-- start Document segment --

Tag Archives: royal academy

views from the castle, to cornwall

Tuesday 23 October 2012

last weekend the norwich castle open art show 2012 opened to the public and i was privileged to be on the guest list to attend a packed preview evening. i didn’t apply for this open art exhibition (and i was reminded by someone on the evening that if you don’t try, you’ll never know), but it was good to see some artists i know who had paintings selected for this showcase exhibition. so i have decided to show some pictures of their work here (taken at the exhibition preview).

this densely textured landscape oil painting by the artist mary spicer perfectly encapsulates the local farmland views; i felt like i could walk straight into the scene of this painting…

[furrowed field, january, by mary spicer, oil on canvas]

i’m just looking at the chunky, carved-up clods of black earth, treading carefully between the tractor tyre rucks, boots lead-heavy with mud, breathing the damp, cold air on a still winter’s morning, the motionless grey sky, the hazy orb of the sun barely seen through a soft blanket of cloud…

another artist who focuses on the rough, carved-up and deeply-sculpted patterns of ploughed fields in the agricultural landscape is david page

[starston ploughing swirl by david page, oil on canvas]

david page has said this is one of his most ‘abstract’ pieces. in some of his paintings there is a glimpse of an horizon at the very top of the picture plane to situate us in the landscape, but here the focus is squarely on the striated pattern of the ploughed earth, as if these marks are made not by ordinary mankind, recalling crop circles…

i then came across a lovely painting by the artist mike ashley, who i know through the art group i belong to, artworks. when i first saw this painting from a distance i thought it was a snow-covered fieldside (perhaps fields had over-preoccupied my thoughts, given there are quite a few rural landscapes in this exhibition)…

[rising tide by mike ashley, acrylic on board]

another artworks artist, genista dunham, has one of her splendid papier mache vessels on display in the exhibition. ‘incendiary’ is an interesting fusion between the visual narrative and the pentimenti of the process, powerful stories revealed by the emergence of words which belie the humble materials of newspaper and paint …

[incendiary by genista dunham, papier mache]

it was also good to see some work by chris gamble, yet another artworks artist.

-- end Document segment --
-- start Dataset content --

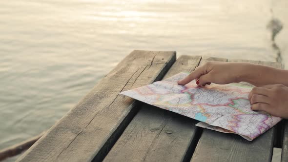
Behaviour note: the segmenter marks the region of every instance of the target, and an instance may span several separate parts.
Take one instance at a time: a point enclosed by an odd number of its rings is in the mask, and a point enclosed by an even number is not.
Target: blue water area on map
[[[206,120],[207,120],[207,117],[205,116],[203,116],[202,114],[200,113],[196,113],[195,116],[195,119],[198,121],[200,121],[201,122],[205,122]]]

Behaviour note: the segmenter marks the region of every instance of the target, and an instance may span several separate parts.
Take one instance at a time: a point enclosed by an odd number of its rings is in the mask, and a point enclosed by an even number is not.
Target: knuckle
[[[252,103],[254,103],[256,100],[257,100],[257,95],[252,95],[252,97],[251,97],[251,102]]]
[[[251,93],[252,94],[254,94],[256,92],[256,91],[257,91],[257,89],[258,89],[257,87],[253,87],[253,88],[252,88],[252,90],[251,90],[251,92],[250,93]]]

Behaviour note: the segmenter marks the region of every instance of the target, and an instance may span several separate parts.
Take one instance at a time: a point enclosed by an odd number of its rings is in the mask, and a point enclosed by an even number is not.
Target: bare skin
[[[256,86],[249,95],[252,110],[288,119],[288,70],[249,63],[213,61],[197,67],[178,84],[185,85],[194,80],[199,85],[249,82]]]

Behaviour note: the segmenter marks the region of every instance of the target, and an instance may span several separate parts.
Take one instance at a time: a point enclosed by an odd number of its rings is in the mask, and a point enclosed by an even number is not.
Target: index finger
[[[184,79],[178,81],[179,85],[185,85],[190,82],[191,81],[196,78],[199,78],[201,76],[205,74],[205,70],[203,66],[200,66],[195,69],[195,70],[191,73],[188,76]]]

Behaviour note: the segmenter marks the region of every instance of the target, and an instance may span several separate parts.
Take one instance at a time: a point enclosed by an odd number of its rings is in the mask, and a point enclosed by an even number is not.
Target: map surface
[[[178,85],[188,74],[182,72],[120,94],[200,121],[196,126],[238,134],[248,141],[282,120],[250,109],[248,96],[252,87],[238,83],[200,87],[195,81]]]

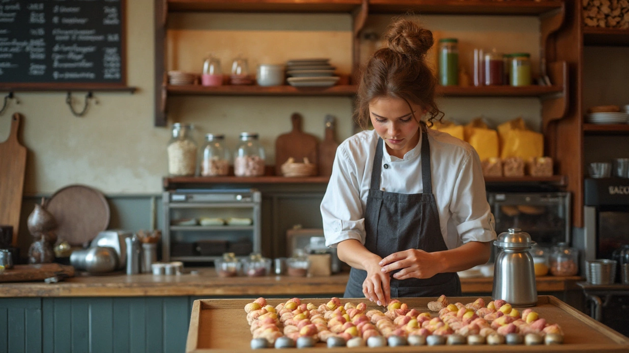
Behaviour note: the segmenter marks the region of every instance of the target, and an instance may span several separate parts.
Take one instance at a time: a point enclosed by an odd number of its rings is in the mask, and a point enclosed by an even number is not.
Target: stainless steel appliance
[[[567,192],[488,192],[487,200],[496,219],[496,232],[509,228],[526,229],[538,246],[570,244],[571,194]],[[491,259],[496,258],[492,247]]]

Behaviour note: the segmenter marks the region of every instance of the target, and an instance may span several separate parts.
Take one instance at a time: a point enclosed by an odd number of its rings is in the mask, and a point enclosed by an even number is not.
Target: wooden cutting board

-- end Dataset content --

### Parts of the exercise
1. Reproduce the stretch of the art show blog post from "[rising tide by" through "another artworks artist.".
2. Carry on the blog post about the Norwich Castle open art show from the point where it stops.
The entries have no connection to the blog post about the Norwich Castle open art show.

### Answers to each task
1.
[rising tide by mike ashley, acrylic on board]

another artworks artist, genista dunham, has one of her splendid papier mache vessels on display in the exhibition. ‘incendiary’ is an interesting fusion between the visual narrative and the pentimenti of the process, powerful stories revealed by the emergence of words which belie the humble materials of newspaper and paint …

[incendiary by genista dunham, papier mache]

it was also good to see some work by chris gamble, yet another artworks artist.

2.
[just looking by chris gamble, drawing on paper]

i like the naturally expressive fluidity of chris’s loose drawing style, seemingly light-of-hand & immediate, having just the right amount of gestural detail to be visually enticing. this series of small ‘heads’ are quirky and amusing, reminding me of the work of jean dubuffet. chris gamble won a purchase prize (or was it two prizes?) at the recent Eastern Open art exhibition at King’s Lynn Arts Centre…

another artist in the exhibition, david rock, also relishes in quickly observing and drawing scenes of everyday life, often with a wry sense of humour. here is a drawing and watercolour study of the disorderly array of tv aerials on rooftops disrupting a more scenic view, a pun in the title.

[aerial views, san gimignano by david rock, ink, pastel and watercolour]

david rock is a previous president of RIBA and his architectural practice is evident in his drawing style. david rock was instrumental in the formation of the harleston & waveney art trail collective (together with his wife, Lesley), elected as chairman and then treasurer for a number of years.

it was a lovely surprise to see this painting by anthea eames, an artist who i showed with last year in the six abstract painters group show at the halesworth gallery. it was a pity that this painting was hung so high on the wall, so the textural surface qualities could only be seen from a distance.

[iceni dreaming by anthea eames, norfolk woad, coastal sand, ochres, chalk, gold pigment on panel]

i overheard someone say the show was like the royal academy summer exhibition, the standard response to any mixed exhibition where the walls are chock-full of art and all of it is for sale. all the 2D work is hung traditional salon-style, mixing and matching, but most are not placed too high nor too close to each other, and the walls and dividing partitions are painted in a very light grey, complementing most artists’ work.

from the rather hectic viewpoint of the preview evening there was a wide spectrum of styles and sizes of work, from the miniscule to the mammoth, mostly figurative (or semi-figurative) to some bold abstracts, and mostly paintings, but there were some drawings, photography, mixed-media works and small sculptures too.

it’s always a delight to see a dee nickerson painting, given that they sell so quickly in commercial galleries.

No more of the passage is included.